### Exercise
Reproduce exactly the lines from the one containing "# locate tree" through the end of the entries, including both. Drop the pictures.
— Begin —
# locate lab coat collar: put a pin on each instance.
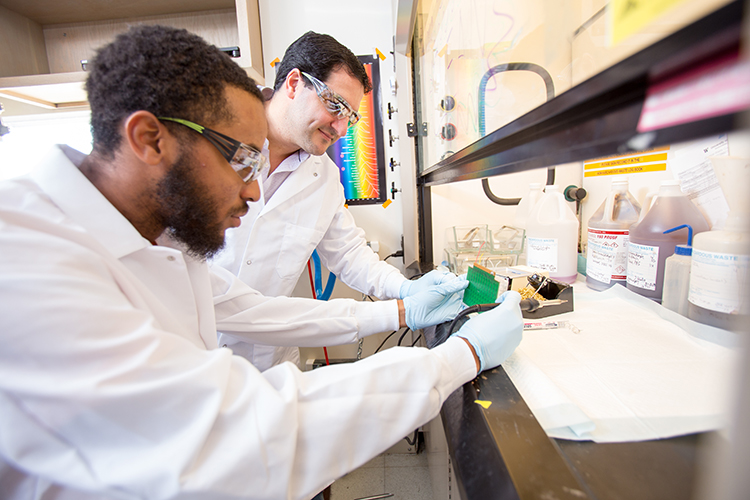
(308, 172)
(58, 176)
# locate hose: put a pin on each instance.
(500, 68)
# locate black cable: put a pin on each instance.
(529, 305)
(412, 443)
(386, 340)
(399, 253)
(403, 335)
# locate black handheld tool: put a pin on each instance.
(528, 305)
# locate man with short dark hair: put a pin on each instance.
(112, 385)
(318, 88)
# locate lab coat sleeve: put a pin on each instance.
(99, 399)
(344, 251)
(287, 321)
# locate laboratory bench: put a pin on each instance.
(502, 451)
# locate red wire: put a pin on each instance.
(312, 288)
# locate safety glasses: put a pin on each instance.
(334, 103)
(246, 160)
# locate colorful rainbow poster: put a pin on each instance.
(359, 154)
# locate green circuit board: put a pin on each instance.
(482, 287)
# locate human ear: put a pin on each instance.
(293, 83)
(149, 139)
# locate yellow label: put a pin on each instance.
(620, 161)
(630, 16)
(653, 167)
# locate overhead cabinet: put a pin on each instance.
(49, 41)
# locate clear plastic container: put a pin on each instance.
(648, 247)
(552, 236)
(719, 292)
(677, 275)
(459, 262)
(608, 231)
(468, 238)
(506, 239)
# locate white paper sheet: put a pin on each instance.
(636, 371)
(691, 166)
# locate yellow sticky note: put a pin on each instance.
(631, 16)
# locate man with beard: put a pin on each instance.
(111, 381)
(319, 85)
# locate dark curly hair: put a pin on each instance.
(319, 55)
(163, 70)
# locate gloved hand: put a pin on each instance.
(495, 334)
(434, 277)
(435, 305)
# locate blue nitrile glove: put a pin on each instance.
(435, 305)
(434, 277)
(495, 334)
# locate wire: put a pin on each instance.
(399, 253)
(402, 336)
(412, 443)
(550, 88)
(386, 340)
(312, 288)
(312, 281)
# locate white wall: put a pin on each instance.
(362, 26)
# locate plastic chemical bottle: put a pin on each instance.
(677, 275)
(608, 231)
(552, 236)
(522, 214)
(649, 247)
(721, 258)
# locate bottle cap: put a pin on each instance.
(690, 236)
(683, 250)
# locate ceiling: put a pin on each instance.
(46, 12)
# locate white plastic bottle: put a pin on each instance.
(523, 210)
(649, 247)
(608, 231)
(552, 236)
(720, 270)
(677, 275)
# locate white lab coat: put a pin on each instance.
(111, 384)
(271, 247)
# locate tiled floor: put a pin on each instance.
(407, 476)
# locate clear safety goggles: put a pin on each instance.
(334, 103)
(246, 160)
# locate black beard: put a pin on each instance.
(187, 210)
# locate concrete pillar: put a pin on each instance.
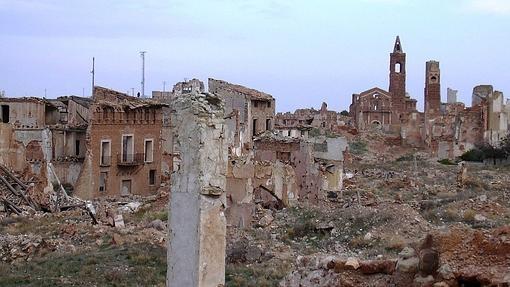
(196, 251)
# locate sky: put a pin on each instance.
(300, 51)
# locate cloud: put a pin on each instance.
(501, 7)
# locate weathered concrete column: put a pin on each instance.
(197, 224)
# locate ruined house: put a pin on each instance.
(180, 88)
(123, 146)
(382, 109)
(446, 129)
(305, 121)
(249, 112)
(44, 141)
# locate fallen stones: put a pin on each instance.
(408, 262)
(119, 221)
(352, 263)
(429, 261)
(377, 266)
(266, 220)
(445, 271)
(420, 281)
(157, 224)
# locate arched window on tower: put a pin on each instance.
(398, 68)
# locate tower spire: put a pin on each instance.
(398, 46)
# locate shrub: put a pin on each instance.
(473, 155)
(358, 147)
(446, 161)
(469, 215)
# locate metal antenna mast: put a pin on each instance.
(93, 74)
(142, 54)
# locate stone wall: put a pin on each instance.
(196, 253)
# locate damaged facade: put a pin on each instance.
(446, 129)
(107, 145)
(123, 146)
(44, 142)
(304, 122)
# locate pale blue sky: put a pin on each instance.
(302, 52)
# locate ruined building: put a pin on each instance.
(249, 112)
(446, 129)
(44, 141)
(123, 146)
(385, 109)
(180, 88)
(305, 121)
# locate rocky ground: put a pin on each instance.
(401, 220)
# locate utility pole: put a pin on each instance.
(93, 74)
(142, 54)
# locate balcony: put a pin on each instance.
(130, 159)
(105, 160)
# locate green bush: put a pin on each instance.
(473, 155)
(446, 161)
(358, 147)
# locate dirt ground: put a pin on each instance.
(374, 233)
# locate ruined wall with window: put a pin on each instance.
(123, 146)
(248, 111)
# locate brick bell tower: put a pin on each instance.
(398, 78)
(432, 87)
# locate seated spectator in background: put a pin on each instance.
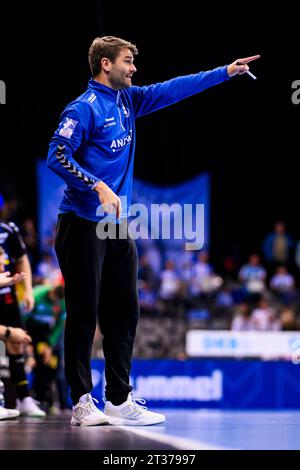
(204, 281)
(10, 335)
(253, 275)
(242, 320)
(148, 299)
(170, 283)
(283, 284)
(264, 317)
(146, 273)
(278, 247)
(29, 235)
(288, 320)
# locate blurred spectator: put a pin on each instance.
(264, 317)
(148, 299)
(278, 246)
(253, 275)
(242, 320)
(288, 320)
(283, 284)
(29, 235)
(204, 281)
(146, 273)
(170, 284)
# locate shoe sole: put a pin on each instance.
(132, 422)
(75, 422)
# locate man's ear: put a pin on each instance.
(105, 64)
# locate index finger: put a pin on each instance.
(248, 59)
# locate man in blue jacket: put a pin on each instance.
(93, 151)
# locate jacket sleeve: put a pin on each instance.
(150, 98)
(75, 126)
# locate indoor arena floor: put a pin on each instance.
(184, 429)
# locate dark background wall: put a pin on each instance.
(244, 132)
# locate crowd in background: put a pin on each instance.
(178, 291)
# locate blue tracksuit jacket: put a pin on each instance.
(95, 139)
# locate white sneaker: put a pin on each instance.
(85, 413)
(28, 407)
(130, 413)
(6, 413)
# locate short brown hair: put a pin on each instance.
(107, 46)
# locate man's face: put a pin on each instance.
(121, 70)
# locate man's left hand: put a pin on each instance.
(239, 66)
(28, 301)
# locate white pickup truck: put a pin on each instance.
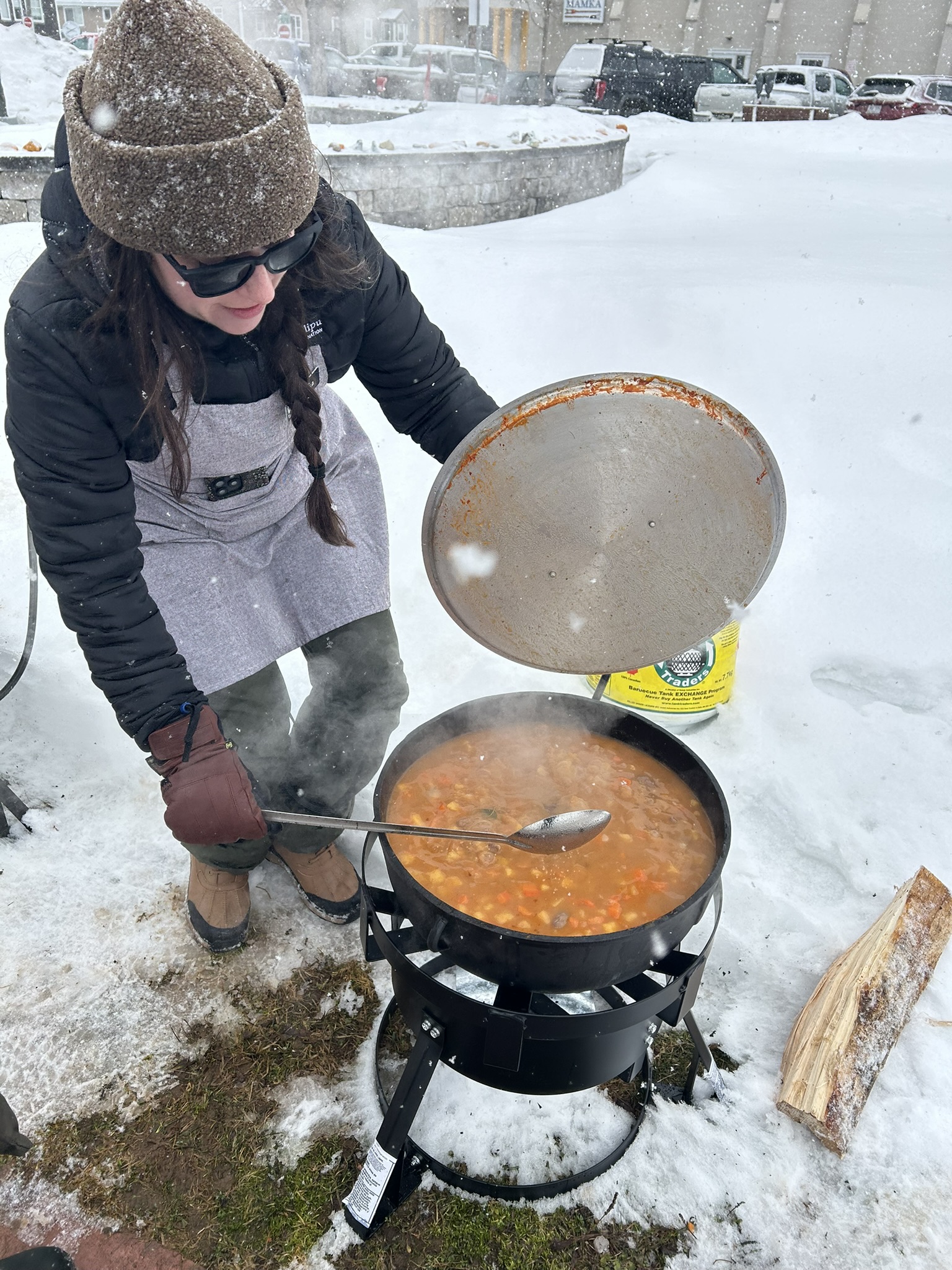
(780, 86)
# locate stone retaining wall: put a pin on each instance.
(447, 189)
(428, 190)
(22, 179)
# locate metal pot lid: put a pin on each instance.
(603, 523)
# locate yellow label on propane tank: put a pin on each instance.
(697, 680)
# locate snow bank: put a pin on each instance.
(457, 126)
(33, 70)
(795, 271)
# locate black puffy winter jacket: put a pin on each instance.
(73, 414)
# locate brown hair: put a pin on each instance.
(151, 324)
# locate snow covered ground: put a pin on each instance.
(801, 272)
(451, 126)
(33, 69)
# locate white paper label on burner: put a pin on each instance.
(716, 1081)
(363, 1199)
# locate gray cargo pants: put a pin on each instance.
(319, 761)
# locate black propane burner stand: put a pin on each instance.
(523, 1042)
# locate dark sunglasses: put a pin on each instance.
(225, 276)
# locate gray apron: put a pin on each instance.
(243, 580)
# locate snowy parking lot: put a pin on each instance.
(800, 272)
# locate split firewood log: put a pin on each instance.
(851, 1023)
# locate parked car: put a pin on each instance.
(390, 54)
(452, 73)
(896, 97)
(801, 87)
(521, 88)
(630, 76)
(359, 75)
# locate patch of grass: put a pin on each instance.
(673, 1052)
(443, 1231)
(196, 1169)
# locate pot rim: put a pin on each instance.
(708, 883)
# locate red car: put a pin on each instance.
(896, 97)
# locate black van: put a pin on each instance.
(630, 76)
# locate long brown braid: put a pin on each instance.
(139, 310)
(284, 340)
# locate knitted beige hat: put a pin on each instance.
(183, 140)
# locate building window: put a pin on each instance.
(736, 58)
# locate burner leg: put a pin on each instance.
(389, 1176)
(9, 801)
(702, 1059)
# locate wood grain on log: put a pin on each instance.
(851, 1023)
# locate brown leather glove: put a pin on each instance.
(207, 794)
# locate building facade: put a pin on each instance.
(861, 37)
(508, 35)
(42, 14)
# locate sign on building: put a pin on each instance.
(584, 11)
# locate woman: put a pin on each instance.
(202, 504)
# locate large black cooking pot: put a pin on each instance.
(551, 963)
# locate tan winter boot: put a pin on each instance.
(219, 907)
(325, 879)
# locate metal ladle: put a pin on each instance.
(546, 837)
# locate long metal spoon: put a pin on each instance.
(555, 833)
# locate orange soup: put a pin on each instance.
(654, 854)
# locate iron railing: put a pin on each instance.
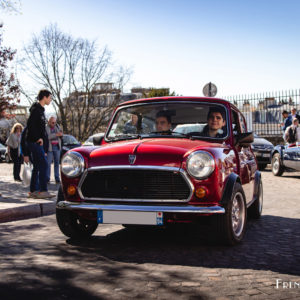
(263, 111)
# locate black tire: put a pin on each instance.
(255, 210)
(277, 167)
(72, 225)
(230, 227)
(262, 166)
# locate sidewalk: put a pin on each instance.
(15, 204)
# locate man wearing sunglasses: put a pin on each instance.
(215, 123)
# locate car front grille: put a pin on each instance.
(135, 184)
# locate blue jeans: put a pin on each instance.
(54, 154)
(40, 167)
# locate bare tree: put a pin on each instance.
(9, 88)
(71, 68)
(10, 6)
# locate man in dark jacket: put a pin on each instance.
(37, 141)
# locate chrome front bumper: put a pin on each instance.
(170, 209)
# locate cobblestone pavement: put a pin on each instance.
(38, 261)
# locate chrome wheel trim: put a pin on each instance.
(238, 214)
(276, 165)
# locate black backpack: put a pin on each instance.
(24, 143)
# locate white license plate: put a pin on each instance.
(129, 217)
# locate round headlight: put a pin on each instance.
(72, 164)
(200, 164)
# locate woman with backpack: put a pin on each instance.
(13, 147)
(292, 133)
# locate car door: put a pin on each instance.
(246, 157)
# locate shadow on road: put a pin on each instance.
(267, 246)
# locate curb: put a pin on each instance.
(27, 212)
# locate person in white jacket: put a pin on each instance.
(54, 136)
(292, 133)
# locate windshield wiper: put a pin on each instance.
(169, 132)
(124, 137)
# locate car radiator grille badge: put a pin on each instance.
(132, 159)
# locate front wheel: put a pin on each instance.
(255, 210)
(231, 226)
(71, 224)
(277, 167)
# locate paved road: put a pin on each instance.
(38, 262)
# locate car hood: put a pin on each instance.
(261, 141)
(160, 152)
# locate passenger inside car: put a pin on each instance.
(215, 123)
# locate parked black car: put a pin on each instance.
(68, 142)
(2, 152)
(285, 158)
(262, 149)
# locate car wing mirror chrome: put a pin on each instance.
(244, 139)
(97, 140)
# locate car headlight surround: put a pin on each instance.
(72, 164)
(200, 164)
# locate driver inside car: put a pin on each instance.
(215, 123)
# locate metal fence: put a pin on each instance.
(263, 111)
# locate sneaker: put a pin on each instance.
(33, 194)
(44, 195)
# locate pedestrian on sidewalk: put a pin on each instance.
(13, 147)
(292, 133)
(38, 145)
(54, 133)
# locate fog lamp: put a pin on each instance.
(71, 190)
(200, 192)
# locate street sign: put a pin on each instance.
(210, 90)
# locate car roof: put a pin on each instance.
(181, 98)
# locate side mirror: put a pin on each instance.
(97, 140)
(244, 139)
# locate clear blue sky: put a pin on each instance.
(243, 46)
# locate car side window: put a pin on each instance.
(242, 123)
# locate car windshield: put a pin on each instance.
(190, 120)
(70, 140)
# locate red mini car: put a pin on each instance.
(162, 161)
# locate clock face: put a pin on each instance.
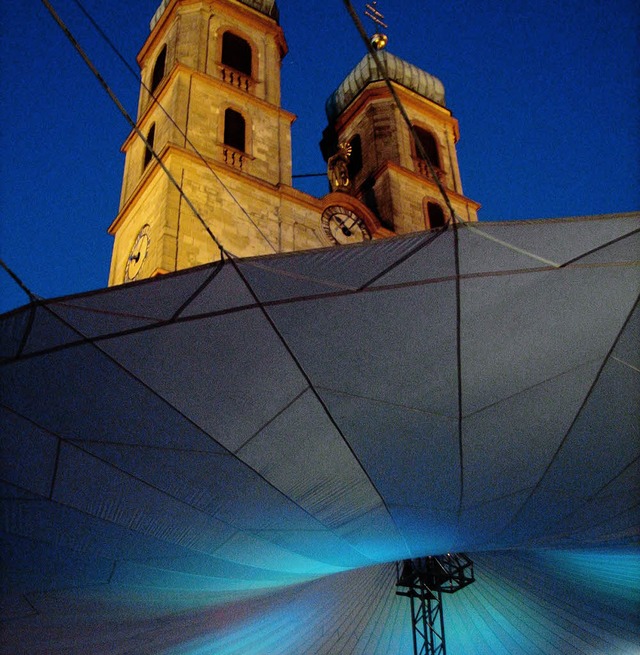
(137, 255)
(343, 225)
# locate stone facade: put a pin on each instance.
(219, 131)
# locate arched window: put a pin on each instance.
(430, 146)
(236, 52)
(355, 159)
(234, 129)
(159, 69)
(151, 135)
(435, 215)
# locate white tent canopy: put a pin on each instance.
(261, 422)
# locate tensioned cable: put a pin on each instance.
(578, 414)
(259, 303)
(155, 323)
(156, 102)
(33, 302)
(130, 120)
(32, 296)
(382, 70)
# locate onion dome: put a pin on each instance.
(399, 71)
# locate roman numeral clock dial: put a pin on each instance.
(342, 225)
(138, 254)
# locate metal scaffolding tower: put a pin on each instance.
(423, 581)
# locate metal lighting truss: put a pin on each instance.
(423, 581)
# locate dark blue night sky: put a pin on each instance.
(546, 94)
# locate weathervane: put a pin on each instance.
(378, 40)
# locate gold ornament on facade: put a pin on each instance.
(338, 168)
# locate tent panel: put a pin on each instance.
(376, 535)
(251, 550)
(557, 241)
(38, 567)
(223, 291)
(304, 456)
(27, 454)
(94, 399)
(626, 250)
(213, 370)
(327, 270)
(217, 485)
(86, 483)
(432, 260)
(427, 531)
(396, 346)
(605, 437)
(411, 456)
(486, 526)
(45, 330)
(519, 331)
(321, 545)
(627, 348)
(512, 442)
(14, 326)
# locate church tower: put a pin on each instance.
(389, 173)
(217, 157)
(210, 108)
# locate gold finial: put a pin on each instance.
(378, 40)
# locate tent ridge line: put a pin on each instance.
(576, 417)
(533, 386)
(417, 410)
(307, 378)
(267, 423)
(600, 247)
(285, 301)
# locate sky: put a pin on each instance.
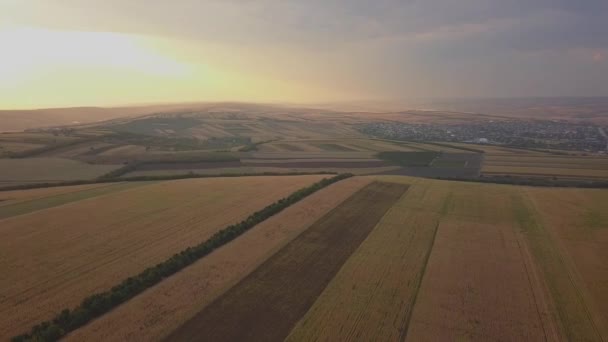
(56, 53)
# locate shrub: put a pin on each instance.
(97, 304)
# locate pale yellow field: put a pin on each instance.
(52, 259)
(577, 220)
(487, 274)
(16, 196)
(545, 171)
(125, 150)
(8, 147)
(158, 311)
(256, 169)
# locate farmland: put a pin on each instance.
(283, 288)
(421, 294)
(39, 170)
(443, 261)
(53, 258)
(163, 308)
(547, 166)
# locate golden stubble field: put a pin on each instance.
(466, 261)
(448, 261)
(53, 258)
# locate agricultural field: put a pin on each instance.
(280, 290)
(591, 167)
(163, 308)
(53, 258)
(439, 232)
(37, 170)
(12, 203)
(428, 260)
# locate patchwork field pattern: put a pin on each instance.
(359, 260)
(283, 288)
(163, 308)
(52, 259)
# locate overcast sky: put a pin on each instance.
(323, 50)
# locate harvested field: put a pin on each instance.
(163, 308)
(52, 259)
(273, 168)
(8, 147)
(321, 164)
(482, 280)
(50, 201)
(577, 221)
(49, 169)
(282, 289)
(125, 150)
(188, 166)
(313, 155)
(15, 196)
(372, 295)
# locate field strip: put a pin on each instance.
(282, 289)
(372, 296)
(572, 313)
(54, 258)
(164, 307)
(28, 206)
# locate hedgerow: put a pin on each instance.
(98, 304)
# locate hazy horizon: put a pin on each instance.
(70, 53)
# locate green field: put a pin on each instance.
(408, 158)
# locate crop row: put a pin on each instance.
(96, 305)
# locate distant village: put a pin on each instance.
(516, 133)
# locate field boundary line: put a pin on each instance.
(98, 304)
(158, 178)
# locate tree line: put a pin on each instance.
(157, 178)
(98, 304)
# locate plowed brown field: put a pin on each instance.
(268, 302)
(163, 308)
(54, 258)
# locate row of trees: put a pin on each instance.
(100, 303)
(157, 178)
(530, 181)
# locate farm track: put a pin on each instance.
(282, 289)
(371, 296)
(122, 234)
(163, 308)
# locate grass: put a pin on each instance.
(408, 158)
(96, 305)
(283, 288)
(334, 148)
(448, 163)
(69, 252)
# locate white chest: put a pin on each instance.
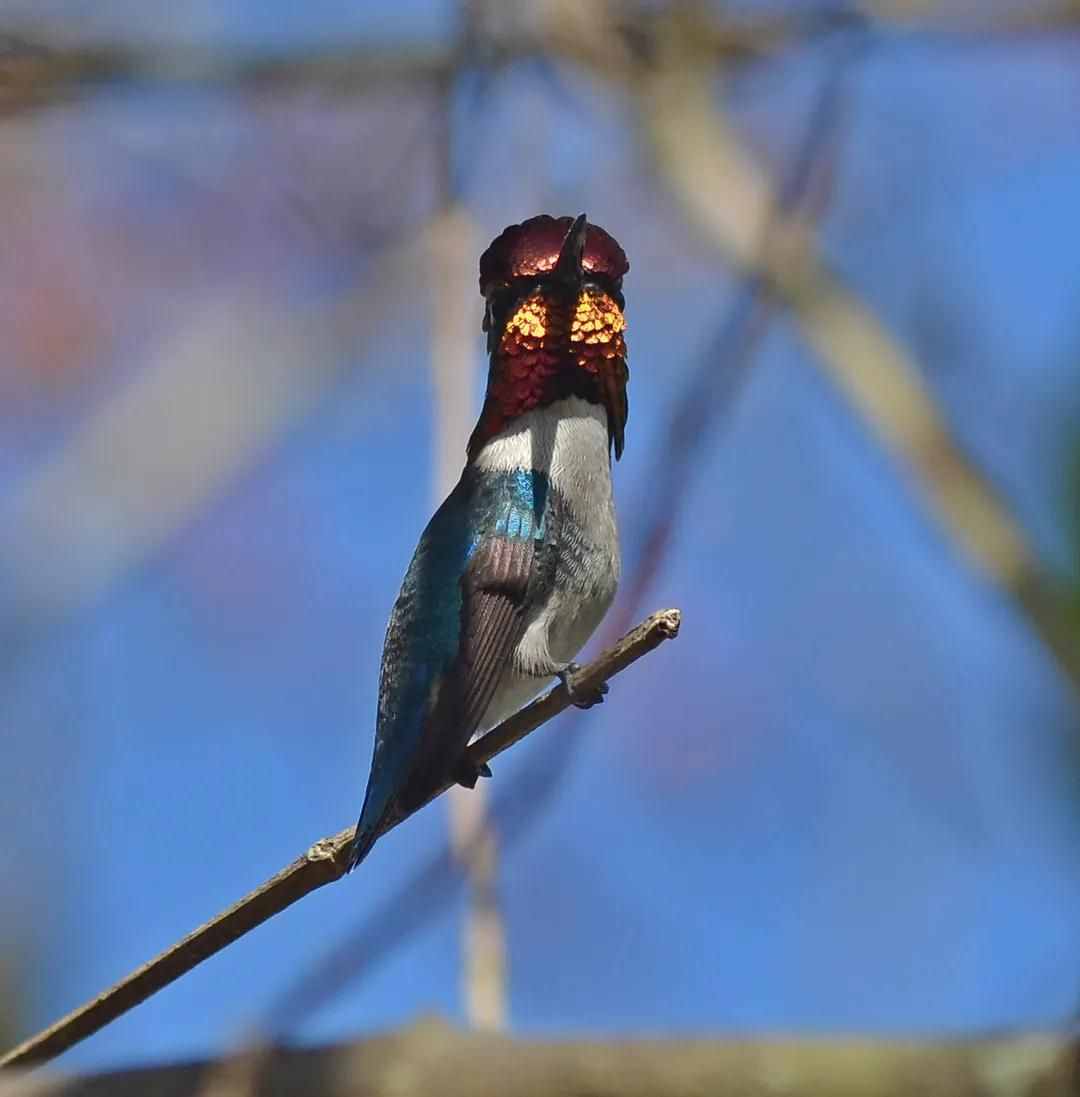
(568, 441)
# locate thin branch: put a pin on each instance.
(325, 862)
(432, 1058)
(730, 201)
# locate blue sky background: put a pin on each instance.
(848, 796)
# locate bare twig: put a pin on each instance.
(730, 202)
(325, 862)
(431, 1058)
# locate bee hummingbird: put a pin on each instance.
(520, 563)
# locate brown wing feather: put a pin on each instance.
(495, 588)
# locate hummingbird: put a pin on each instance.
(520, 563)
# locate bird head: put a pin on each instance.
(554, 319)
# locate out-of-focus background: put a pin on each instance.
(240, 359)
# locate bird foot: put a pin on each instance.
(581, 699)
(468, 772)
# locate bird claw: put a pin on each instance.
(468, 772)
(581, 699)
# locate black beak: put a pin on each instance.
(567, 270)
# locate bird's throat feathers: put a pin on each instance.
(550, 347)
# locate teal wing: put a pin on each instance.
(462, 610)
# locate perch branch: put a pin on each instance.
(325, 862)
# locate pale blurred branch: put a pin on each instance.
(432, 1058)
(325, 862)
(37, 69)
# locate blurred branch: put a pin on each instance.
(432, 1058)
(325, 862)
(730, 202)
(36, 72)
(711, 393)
— End —
### Answer to this task
# locate tree line: put a pin on each instance.
(157, 178)
(98, 304)
# locate plowed brown field: put a pin on each instance.
(268, 302)
(163, 308)
(54, 258)
# locate row of trees: put a pin on each instance.
(100, 303)
(157, 178)
(530, 181)
# locate farm track: put a pin on each instance.
(282, 289)
(371, 296)
(122, 234)
(163, 308)
# locate grass: put a pin on each instance.
(408, 158)
(96, 305)
(283, 288)
(334, 148)
(448, 163)
(69, 252)
# locate white chest: put a pin on each instance.
(568, 441)
# locate thin branch: put a pin on each instance.
(325, 862)
(432, 1058)
(730, 201)
# locate blue sky background: put a pin on each instance.
(848, 796)
# locate bare twig: put a pin on each instance.
(730, 202)
(325, 862)
(431, 1058)
# locate bee hummingbird: put a pin on each instance.
(520, 563)
# locate brown wing feather: put a pin on each instance.
(495, 588)
# locate hummingbird: put a pin on each instance.
(520, 563)
# locate bird head: put a pin on each instance.
(554, 319)
# locate out-of-focus background: put a pin on each instance.
(240, 359)
# locate bird foot: put a pin on each instance.
(581, 699)
(468, 772)
# locate bird claw: put a pin on each instance.
(468, 772)
(581, 699)
# locate black beak: put a pin on each instance.
(567, 270)
# locate bird's throat feathers: put a pin on each instance.
(550, 347)
# locate teal wing: put a pin on each instance.
(462, 610)
# locate perch branch: put a pin on each instance.
(325, 862)
# locate pale blurred branch: put a pin on each instance.
(432, 1058)
(325, 862)
(37, 69)
# locate blurred branch: put a pin on each instance.
(432, 1058)
(325, 862)
(730, 202)
(36, 72)
(711, 393)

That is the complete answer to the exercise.